**Required work:**
In the camera occlusion patent extract, what does the second-aspect method output when the assessment indicates that at least a portion of the camera is occluded?

**Extract provided:**
As mentioned, the above-listed processes/tools are well-known such that the skilled person understands how to use them for feature extraction. Additionally, the present disclosure is not limited to the above-listed processes/tools and also any other further appropriate process may be used for feature extraction according to the present disclosure.

According to a second aspect, there is provided a method for monitoring functionality of a camera by performing the steps of the method of the first aspect, where the method further includes causing an output of an indication of presence of an occluded camera if the assessment indicates that at least a portion of the camera is occluded.

According to a third aspect, there is provided a data processing apparatus including means for carrying out the steps of the method of the first aspect and/or of the method of the second aspect.

According to a fourth aspect, there is provided a computer program including instructions which, when the program is executed by a computer, cause the computer to carry out the steps of the method of the first aspect and/or of the method of the second aspect.

According to a fifth aspect, there is provided a computer-readable storage medium including instructions which, when executed by a computer, cause the computer to carry out the steps of the method of the first aspect and/or of the method of the second aspect.

According to a fifth aspect, there is provided a vehicle including a camera and the processing apparatus according to the third aspect.

It should be noted that the above examples may be combined with each other irrespective of the aspect involved. Accordingly, the method may be combined with structural features and, likewise, the apparatus and the system may be combined with features described above with regard to the method.

These and other aspects of the present disclosure will become apparent from and elucidated with reference to the examples described hereinafter.

BRIEF DESCRIPTION OF DRAWINGS

Examples of the disclosure will be described in the following with reference to the following drawings.

FIG. 1 shows exemplary components, by use of which the present disclosure can be implemented according to an example of the present disclosure;

FIG. 2 shows steps of a method for detecting occlusion of a camera according to an example of the present disclosure;

FIG. 3 shows steps of a method for monitoring functionality of a camera according to an example of the present disclosure;

FIG. 4 shows an arrangement of a data processing apparatus according to an example of the present disclosure;

FIG. 5 shows an arrangement of a vehicle according to an example of the present disclosure;

FIG. 6A shows an exemplary image used for determining whether the camera that captured said image is occluded or not according to an example of the present disclosure;

FIG. 6B shows an exemplary image used for determining whether the camera that captured said image is occluded or not according to an example of the present disclosure; and

FIG. 6C shows an exemplary image used for determining whether the camera that captured said image is occluded or not according to an example of the present disclosure.

**Data lines:**
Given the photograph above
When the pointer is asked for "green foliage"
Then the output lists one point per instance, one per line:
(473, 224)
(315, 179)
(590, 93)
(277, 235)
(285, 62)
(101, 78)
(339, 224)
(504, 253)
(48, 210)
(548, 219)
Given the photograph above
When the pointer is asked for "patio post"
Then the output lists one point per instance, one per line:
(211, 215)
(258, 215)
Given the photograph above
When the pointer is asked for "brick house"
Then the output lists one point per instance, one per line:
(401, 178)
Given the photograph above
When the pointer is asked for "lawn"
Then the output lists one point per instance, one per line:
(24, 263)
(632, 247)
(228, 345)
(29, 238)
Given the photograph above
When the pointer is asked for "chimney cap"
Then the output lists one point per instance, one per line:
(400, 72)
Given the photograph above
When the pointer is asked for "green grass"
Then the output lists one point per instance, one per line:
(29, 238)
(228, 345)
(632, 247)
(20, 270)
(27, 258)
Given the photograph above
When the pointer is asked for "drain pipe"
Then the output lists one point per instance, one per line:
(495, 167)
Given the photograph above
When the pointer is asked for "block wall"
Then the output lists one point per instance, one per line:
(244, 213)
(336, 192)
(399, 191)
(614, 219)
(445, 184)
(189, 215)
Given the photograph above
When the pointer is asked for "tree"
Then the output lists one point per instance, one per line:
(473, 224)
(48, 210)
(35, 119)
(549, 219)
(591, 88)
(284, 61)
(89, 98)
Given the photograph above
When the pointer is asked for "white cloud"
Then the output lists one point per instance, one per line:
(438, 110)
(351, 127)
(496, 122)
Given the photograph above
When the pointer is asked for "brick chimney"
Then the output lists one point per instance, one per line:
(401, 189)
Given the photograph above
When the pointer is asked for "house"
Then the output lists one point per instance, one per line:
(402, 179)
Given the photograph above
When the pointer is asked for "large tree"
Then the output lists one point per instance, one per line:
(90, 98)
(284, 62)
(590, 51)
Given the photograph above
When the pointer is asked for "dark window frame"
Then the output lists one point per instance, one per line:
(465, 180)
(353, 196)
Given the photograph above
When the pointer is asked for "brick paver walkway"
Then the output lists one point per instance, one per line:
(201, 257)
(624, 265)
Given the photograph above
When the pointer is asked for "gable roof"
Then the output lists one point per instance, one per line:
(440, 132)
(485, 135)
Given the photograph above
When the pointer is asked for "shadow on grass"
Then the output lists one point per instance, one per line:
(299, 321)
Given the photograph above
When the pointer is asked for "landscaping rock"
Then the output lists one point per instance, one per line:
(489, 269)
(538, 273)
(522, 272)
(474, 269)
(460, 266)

--

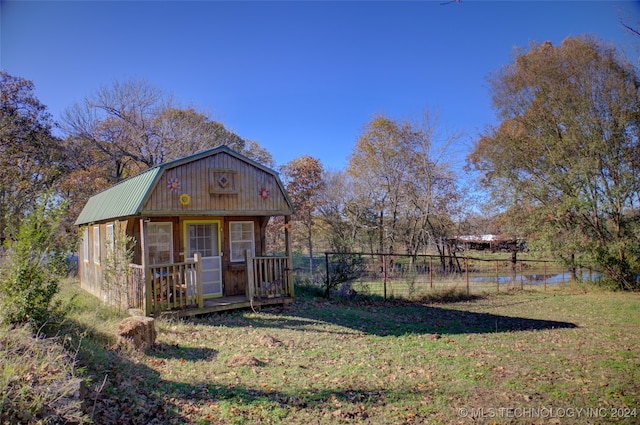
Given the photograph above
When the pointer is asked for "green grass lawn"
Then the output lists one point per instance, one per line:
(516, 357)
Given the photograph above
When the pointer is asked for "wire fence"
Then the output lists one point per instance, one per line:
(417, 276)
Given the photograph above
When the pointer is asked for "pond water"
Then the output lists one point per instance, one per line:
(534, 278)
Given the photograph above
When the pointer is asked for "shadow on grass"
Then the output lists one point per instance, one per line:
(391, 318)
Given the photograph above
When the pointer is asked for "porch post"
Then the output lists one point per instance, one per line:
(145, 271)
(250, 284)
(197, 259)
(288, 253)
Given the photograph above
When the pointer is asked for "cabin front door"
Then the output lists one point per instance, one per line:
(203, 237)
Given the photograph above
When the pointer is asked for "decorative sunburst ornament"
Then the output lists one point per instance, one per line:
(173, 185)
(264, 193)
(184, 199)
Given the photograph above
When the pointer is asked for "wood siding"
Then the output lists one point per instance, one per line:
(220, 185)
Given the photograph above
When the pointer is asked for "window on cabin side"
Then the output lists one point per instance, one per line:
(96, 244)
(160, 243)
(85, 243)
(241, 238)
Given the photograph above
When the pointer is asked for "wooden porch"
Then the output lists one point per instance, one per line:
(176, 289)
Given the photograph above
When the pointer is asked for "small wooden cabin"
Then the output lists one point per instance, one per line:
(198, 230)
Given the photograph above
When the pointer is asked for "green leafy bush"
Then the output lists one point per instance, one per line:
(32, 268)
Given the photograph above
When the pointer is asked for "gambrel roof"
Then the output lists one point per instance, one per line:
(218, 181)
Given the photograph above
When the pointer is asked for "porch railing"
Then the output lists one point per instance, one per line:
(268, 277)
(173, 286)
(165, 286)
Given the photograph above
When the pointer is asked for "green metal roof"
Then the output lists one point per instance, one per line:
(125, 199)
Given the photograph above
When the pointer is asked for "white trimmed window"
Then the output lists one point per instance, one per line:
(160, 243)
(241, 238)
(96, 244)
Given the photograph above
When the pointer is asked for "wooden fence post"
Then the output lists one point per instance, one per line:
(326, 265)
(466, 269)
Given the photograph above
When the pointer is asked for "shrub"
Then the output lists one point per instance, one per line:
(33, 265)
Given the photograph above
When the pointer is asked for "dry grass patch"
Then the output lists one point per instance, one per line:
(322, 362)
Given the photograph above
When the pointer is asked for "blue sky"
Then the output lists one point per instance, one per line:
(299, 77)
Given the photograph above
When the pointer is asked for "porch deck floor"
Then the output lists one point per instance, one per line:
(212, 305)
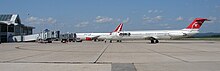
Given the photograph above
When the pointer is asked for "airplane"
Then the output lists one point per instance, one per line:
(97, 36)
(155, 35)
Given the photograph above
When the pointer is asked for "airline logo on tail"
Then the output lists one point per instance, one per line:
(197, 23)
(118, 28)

--

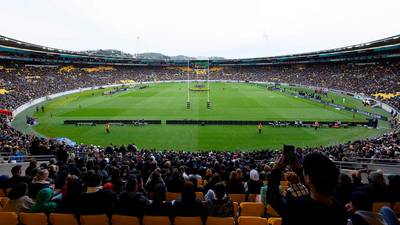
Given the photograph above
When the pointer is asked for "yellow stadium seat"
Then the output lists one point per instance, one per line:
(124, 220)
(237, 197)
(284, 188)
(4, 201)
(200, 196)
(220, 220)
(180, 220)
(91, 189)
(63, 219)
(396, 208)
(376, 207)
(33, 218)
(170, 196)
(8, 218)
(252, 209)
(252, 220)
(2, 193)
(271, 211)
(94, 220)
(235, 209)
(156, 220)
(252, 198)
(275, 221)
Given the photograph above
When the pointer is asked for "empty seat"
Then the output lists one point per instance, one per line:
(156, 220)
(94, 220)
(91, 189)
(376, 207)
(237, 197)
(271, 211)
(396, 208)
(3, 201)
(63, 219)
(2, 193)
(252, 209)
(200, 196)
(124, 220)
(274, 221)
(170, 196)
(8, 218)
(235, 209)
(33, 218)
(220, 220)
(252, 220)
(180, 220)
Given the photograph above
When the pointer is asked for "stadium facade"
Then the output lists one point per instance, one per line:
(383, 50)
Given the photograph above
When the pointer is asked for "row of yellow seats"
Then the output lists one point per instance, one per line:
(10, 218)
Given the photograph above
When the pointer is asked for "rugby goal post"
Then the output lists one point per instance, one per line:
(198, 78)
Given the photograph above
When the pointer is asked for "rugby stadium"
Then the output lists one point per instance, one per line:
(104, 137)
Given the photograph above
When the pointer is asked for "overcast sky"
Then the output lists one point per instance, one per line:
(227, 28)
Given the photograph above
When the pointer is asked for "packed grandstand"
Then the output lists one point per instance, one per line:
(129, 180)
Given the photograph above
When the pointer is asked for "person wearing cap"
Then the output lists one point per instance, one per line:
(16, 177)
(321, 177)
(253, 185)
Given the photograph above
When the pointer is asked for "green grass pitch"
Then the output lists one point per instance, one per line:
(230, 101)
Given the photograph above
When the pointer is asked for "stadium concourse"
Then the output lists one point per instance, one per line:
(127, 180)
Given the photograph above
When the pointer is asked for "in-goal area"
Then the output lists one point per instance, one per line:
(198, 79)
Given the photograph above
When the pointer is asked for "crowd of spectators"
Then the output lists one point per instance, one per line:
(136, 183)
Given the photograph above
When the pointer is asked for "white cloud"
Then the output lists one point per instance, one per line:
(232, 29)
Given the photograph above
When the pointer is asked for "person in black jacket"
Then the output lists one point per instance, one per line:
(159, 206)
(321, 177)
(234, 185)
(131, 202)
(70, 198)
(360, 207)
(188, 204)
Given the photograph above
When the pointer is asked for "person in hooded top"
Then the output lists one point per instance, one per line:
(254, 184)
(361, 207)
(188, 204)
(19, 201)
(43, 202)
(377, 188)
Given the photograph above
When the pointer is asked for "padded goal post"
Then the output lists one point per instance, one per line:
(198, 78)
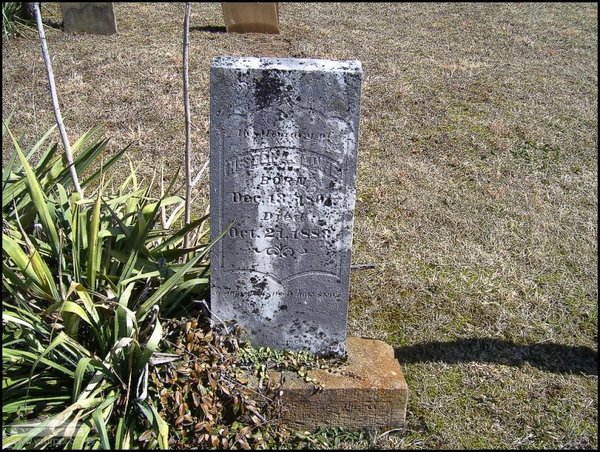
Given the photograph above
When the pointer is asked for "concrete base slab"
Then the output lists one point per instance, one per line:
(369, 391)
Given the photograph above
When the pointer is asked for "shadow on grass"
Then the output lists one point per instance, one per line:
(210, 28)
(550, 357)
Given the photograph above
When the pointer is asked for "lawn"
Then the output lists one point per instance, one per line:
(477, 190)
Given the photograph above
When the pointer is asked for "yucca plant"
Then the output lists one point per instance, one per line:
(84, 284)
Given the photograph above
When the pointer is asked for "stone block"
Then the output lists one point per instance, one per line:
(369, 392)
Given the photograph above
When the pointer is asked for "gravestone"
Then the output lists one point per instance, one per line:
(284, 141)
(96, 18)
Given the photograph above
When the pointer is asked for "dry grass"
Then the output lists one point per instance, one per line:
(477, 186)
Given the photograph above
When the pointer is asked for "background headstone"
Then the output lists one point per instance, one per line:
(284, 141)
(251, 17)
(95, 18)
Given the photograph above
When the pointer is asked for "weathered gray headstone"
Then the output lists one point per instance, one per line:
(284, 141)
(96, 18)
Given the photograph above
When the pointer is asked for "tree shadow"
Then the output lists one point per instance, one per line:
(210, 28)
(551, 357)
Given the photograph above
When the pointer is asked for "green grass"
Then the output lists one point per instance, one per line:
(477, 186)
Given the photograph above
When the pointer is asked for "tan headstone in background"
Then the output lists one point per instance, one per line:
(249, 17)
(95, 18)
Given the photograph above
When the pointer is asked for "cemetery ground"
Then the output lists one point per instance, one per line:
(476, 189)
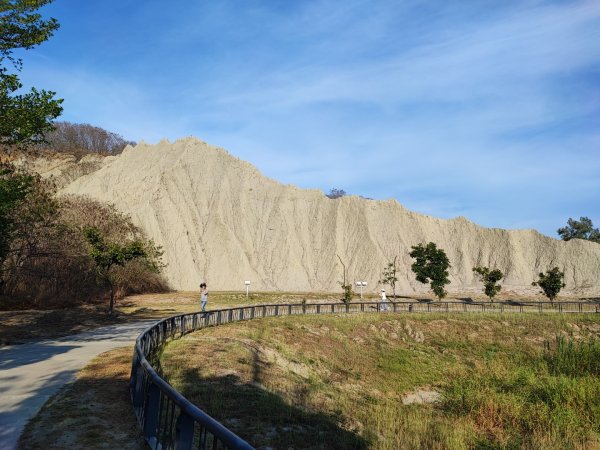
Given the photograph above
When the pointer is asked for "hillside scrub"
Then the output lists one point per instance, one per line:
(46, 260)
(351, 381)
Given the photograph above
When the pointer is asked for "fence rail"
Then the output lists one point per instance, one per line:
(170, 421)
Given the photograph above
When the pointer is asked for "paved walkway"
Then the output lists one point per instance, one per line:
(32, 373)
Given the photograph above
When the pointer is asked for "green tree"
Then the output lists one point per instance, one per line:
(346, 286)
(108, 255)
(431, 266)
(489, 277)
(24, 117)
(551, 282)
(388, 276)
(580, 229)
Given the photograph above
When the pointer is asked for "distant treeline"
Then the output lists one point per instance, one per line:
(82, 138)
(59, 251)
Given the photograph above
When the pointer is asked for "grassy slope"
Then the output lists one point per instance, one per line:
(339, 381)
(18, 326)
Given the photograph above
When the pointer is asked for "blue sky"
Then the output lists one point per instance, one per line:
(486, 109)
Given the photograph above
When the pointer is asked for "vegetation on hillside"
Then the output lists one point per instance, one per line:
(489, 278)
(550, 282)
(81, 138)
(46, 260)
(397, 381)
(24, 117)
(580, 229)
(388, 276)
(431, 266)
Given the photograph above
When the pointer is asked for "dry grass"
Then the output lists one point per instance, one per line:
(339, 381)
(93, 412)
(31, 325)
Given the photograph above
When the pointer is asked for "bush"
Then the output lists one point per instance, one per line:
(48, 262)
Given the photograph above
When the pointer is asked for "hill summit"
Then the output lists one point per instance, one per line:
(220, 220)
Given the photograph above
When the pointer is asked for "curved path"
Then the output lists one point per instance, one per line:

**Solved problem:**
An indication of presence of an occluded camera.